# Your goal
Reproduce word for word the rows starting at the line that contains "[spot] the parked" and ending at the final line below, including both.

# Dataset entries
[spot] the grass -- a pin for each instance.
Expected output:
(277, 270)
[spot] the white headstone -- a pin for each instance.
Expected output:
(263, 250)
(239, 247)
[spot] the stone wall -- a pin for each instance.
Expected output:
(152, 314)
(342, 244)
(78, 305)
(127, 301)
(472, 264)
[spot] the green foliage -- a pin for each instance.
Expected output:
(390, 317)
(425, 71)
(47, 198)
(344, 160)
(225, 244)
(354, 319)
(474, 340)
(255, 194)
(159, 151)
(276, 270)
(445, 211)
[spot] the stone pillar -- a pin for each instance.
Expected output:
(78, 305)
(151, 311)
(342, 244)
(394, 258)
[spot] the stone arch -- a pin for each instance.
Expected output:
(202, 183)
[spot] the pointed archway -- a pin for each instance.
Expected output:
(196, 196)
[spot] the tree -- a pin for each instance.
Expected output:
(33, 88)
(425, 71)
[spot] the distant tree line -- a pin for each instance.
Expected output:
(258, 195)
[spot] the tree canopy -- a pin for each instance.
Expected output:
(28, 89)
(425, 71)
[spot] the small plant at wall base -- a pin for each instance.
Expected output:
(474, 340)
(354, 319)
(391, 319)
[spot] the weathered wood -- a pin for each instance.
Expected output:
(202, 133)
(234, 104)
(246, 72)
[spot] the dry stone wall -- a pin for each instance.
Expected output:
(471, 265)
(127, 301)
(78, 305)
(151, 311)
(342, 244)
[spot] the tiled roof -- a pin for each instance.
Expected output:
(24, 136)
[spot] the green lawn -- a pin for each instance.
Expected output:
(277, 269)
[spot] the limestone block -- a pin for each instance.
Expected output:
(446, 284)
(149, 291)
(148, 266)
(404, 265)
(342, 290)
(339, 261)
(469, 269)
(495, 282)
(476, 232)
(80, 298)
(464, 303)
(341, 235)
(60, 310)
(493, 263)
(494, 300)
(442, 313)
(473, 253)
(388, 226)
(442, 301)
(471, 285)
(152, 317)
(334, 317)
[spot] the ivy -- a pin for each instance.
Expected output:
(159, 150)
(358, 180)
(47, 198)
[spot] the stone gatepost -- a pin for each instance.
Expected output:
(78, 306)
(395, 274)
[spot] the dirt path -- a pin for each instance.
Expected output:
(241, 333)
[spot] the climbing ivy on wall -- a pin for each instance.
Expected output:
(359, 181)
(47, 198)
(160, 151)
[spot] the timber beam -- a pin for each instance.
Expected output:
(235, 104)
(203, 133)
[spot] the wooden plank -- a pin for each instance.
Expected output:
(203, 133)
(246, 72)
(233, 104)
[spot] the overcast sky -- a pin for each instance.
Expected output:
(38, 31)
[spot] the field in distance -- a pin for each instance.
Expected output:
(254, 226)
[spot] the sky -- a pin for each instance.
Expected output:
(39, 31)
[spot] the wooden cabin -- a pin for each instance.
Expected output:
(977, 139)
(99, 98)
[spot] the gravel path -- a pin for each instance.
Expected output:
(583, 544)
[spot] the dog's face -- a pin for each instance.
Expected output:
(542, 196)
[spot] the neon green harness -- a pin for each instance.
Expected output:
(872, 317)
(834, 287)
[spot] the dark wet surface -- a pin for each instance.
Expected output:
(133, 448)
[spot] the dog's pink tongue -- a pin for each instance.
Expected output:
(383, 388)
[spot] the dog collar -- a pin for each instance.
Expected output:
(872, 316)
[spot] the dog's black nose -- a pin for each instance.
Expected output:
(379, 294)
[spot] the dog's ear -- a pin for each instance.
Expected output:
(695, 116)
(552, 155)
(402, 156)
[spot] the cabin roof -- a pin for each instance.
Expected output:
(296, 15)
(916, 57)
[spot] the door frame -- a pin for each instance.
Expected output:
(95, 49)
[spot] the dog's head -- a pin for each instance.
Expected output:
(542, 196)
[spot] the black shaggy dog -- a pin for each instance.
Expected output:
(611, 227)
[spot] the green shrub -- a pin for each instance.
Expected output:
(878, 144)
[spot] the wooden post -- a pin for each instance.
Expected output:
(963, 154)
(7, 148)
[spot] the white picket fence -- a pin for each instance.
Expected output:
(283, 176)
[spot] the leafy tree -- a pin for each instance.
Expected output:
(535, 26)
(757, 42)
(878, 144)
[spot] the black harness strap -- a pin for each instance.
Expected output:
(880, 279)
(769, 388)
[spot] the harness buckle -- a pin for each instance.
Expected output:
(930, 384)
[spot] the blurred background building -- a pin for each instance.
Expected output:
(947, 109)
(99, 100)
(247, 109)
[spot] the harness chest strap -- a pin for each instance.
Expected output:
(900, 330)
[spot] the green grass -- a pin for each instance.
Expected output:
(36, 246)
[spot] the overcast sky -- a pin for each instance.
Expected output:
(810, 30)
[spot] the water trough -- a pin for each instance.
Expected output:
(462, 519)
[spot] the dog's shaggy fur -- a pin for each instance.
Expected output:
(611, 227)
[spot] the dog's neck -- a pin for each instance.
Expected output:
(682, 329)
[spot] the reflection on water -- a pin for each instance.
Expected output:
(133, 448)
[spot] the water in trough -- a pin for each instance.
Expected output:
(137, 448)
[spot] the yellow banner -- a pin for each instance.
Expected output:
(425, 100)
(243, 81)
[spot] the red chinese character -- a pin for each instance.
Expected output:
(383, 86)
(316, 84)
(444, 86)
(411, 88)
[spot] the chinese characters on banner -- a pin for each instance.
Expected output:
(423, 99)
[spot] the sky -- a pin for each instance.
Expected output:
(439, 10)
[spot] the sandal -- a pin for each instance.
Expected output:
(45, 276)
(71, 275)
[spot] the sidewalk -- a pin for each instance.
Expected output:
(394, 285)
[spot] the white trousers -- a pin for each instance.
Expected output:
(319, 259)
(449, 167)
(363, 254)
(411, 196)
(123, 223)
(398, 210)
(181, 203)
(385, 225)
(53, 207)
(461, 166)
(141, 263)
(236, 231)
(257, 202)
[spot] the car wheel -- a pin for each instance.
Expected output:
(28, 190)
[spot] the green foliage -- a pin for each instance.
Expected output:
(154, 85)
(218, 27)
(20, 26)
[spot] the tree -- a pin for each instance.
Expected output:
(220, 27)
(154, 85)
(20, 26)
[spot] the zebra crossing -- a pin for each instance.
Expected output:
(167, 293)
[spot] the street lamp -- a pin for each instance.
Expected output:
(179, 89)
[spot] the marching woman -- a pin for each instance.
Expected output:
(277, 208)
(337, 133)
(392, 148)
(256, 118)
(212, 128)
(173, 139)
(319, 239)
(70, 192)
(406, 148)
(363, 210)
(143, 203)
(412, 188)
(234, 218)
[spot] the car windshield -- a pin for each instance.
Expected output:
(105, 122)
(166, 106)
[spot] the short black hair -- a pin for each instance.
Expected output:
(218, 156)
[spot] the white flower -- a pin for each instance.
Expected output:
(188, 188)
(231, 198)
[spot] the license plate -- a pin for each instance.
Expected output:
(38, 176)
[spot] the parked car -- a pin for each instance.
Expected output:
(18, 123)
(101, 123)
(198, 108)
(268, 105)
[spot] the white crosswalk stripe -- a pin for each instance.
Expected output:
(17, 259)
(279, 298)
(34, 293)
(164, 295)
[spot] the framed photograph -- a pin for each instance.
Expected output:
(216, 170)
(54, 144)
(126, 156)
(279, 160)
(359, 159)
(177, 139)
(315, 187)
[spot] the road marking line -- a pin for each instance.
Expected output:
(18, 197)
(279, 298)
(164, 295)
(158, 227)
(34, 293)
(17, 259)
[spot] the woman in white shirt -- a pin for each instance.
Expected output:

# Result of the exercise
[spot] the parked car -- a pin for each instance.
Expected output:
(18, 123)
(101, 123)
(198, 108)
(268, 105)
[spot] the white crosswalk stripe -- a pin for each instance.
Expected output:
(17, 259)
(279, 298)
(34, 293)
(164, 295)
[spot] the framed photograph -- a pin for each instance.
Expected output:
(216, 170)
(54, 144)
(126, 156)
(279, 160)
(359, 159)
(177, 139)
(315, 187)
[spot] the road marking line -- a pin for each instance.
Expected output:
(18, 197)
(279, 298)
(164, 295)
(158, 227)
(34, 293)
(17, 259)
[spot] the woman in white shirt -- a pin for each instance.
Expected output:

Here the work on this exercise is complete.